++++ Supplied records ++++

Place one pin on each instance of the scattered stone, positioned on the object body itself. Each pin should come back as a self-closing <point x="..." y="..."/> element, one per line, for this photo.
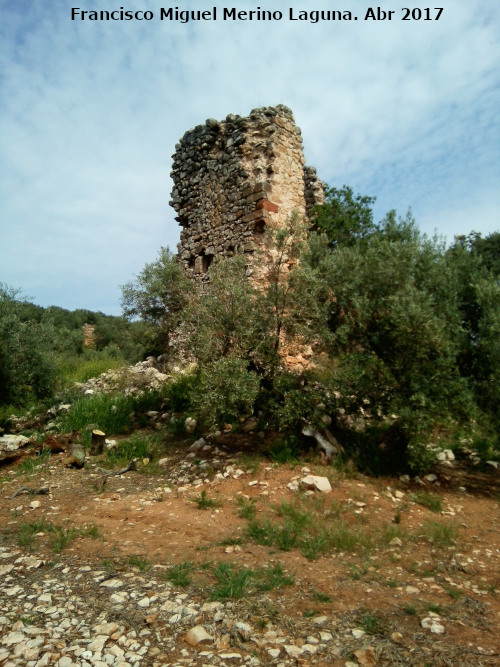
<point x="198" y="635"/>
<point x="112" y="583"/>
<point x="315" y="482"/>
<point x="357" y="633"/>
<point x="431" y="623"/>
<point x="366" y="657"/>
<point x="190" y="424"/>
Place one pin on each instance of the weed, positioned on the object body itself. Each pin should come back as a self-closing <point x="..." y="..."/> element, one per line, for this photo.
<point x="273" y="577"/>
<point x="391" y="531"/>
<point x="321" y="597"/>
<point x="26" y="532"/>
<point x="61" y="537"/>
<point x="206" y="565"/>
<point x="230" y="541"/>
<point x="426" y="499"/>
<point x="91" y="531"/>
<point x="284" y="452"/>
<point x="138" y="446"/>
<point x="204" y="502"/>
<point x="111" y="413"/>
<point x="30" y="466"/>
<point x="251" y="463"/>
<point x="370" y="624"/>
<point x="143" y="564"/>
<point x="453" y="592"/>
<point x="246" y="508"/>
<point x="235" y="582"/>
<point x="180" y="575"/>
<point x="286" y="538"/>
<point x="492" y="588"/>
<point x="410" y="610"/>
<point x="109" y="565"/>
<point x="357" y="572"/>
<point x="261" y="532"/>
<point x="232" y="582"/>
<point x="299" y="519"/>
<point x="440" y="534"/>
<point x="345" y="538"/>
<point x="314" y="545"/>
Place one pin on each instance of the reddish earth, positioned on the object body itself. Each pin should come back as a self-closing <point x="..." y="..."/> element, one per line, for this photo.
<point x="397" y="584"/>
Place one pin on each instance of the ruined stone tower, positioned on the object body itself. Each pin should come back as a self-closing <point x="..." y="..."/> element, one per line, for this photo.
<point x="235" y="179"/>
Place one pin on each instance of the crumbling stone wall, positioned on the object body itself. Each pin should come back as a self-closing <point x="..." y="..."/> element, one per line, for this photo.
<point x="235" y="179"/>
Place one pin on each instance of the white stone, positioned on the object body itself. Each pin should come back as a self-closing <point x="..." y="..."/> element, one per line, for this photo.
<point x="357" y="633"/>
<point x="315" y="482"/>
<point x="292" y="650"/>
<point x="98" y="643"/>
<point x="190" y="424"/>
<point x="320" y="620"/>
<point x="432" y="624"/>
<point x="198" y="635"/>
<point x="112" y="583"/>
<point x="13" y="638"/>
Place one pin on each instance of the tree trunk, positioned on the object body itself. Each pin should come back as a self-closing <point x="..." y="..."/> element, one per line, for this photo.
<point x="97" y="442"/>
<point x="76" y="456"/>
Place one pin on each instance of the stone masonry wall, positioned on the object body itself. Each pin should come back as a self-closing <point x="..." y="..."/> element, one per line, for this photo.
<point x="235" y="179"/>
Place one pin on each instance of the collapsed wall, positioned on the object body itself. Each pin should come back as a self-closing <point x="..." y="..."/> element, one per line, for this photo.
<point x="235" y="179"/>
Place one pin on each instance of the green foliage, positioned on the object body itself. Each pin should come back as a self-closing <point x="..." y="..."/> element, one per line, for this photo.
<point x="225" y="319"/>
<point x="225" y="390"/>
<point x="141" y="563"/>
<point x="111" y="413"/>
<point x="158" y="295"/>
<point x="59" y="537"/>
<point x="246" y="508"/>
<point x="204" y="502"/>
<point x="27" y="368"/>
<point x="178" y="392"/>
<point x="180" y="574"/>
<point x="439" y="533"/>
<point x="426" y="499"/>
<point x="234" y="582"/>
<point x="138" y="446"/>
<point x="91" y="363"/>
<point x="345" y="217"/>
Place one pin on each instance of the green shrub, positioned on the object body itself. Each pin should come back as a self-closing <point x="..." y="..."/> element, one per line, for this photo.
<point x="111" y="413"/>
<point x="226" y="389"/>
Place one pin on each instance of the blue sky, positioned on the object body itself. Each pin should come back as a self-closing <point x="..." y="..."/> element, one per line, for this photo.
<point x="408" y="111"/>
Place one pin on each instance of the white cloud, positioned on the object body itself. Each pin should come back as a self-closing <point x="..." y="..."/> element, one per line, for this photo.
<point x="407" y="111"/>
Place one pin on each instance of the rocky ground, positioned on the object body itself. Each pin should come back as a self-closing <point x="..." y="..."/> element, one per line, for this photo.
<point x="143" y="568"/>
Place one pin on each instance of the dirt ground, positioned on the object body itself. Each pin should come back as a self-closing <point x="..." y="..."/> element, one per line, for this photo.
<point x="387" y="587"/>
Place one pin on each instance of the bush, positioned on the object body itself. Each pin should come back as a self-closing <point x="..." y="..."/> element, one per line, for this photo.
<point x="225" y="390"/>
<point x="111" y="413"/>
<point x="27" y="366"/>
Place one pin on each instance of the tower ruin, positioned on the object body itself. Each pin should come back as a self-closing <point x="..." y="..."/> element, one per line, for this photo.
<point x="235" y="179"/>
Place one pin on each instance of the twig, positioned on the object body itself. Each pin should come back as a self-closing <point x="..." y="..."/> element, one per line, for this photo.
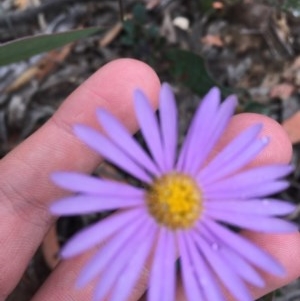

++++

■ Task prompt ■
Leave out the pictures and give the rest of the records again exactly.

■ Task result ■
Place one pin on each instance of the scattered stone, positioned on the object body itself. Each pin should come back as a self-closing <point x="..." y="..."/> element, one per line, for this photo.
<point x="198" y="635"/>
<point x="112" y="583"/>
<point x="315" y="482"/>
<point x="357" y="633"/>
<point x="431" y="623"/>
<point x="366" y="657"/>
<point x="190" y="424"/>
Place one pin on each instance of the weed, positioned on the object body itself. Each pin should come back as a self-closing <point x="..." y="..."/> element, one per line, for this photo.
<point x="273" y="577"/>
<point x="391" y="531"/>
<point x="321" y="597"/>
<point x="26" y="532"/>
<point x="61" y="537"/>
<point x="206" y="565"/>
<point x="230" y="541"/>
<point x="426" y="499"/>
<point x="91" y="531"/>
<point x="284" y="452"/>
<point x="138" y="446"/>
<point x="204" y="502"/>
<point x="111" y="413"/>
<point x="30" y="466"/>
<point x="251" y="463"/>
<point x="370" y="624"/>
<point x="143" y="564"/>
<point x="453" y="592"/>
<point x="246" y="508"/>
<point x="235" y="582"/>
<point x="180" y="575"/>
<point x="286" y="538"/>
<point x="492" y="588"/>
<point x="410" y="610"/>
<point x="109" y="565"/>
<point x="357" y="572"/>
<point x="261" y="532"/>
<point x="232" y="582"/>
<point x="299" y="519"/>
<point x="440" y="534"/>
<point x="345" y="538"/>
<point x="314" y="545"/>
Place one pin on each instance of the reddish earth, positioned on the object body itself. Each pin should come back as a self-closing <point x="..." y="..."/> element, one per line, for this photo.
<point x="397" y="584"/>
Place one pin on each instance of the ruined stone tower, positioned on the object body itself. Each pin should come back as a self-closing <point x="..." y="..."/> element, one per line, for this photo.
<point x="235" y="179"/>
Place one pin on each instance of the crumbling stone wall, positioned on the object body itself. Each pin should come back as a self-closing <point x="..." y="..."/> element, one per line, for this photo.
<point x="235" y="179"/>
Place one pin on each instance of the white stone, positioned on the object body itself. Each pin should come back as a self-closing <point x="..." y="..."/> element, one per line, for this photo.
<point x="357" y="633"/>
<point x="315" y="482"/>
<point x="292" y="650"/>
<point x="98" y="643"/>
<point x="190" y="424"/>
<point x="320" y="620"/>
<point x="432" y="624"/>
<point x="198" y="635"/>
<point x="112" y="583"/>
<point x="13" y="638"/>
Place one pin on each instance of the tree trunk, positioned on the object body itself. Each pin should come back as a self-closing <point x="..." y="..."/> element, one per line, for this photo.
<point x="97" y="442"/>
<point x="76" y="456"/>
Place one pin on each instance of the stone masonry wall, positioned on the object body itself. Each pin should come back as a self-closing <point x="..." y="..."/> element, one per line, for this photo.
<point x="235" y="179"/>
Place one pin on each instance of the collapsed wall, positioned on the object body itself. Each pin should come back as a self-closing <point x="..." y="..."/> element, one per line, for this photo.
<point x="235" y="179"/>
Place one pin on each instance of the green foliage, positioned on the object body itself. Each pin should come back as a self-closing <point x="..." y="..."/> element, one per line, for this photo.
<point x="225" y="319"/>
<point x="225" y="390"/>
<point x="141" y="563"/>
<point x="111" y="413"/>
<point x="158" y="295"/>
<point x="59" y="537"/>
<point x="246" y="508"/>
<point x="204" y="502"/>
<point x="27" y="368"/>
<point x="178" y="392"/>
<point x="180" y="574"/>
<point x="439" y="533"/>
<point x="426" y="499"/>
<point x="234" y="582"/>
<point x="138" y="446"/>
<point x="91" y="363"/>
<point x="345" y="217"/>
Place one pin on each instance of the green shrub, positioned on the object body itself. Each pin should come back as a self-closing <point x="..." y="..."/> element, one per line, for this photo.
<point x="111" y="413"/>
<point x="226" y="389"/>
Place one pin on each instance of the blue sky, positioned on the object body itself. Each pin should come back as a self-closing <point x="..." y="..."/> element, one per line, for this photo.
<point x="408" y="111"/>
Place one pin on each instance of the white cloud, positioned on the object body itself. Each pin should come back as a self-closing <point x="..." y="..."/> element, one per line, for this photo.
<point x="407" y="111"/>
Place one pin on each instance of the rocky ground, positioned on the object body itself. Each pin should come back as a self-closing <point x="..." y="..."/> element, one per line, for this photo.
<point x="143" y="568"/>
Place one pin on each instance of the dirt ground, positioned on the object body itself. Each pin should come back as a self-closing <point x="..." y="..."/> element, one per line, for this photo.
<point x="387" y="587"/>
Place one pin on each instance of the bush, positioned on the object body itself. Each pin should come back as a self-closing <point x="..." y="..."/> element, one per line, for this photo.
<point x="225" y="390"/>
<point x="111" y="413"/>
<point x="27" y="366"/>
Place one pin on each instance of the tower ruin, positioned on the object body itself. Each pin should come back as a self-closing <point x="..." y="..."/> element, one per line, for this photo.
<point x="235" y="179"/>
Place one pin on each instance of the twig, positioned on the object body itself. Each pin should come back as a self-closing <point x="..." y="..."/> element, one per line, for this photo.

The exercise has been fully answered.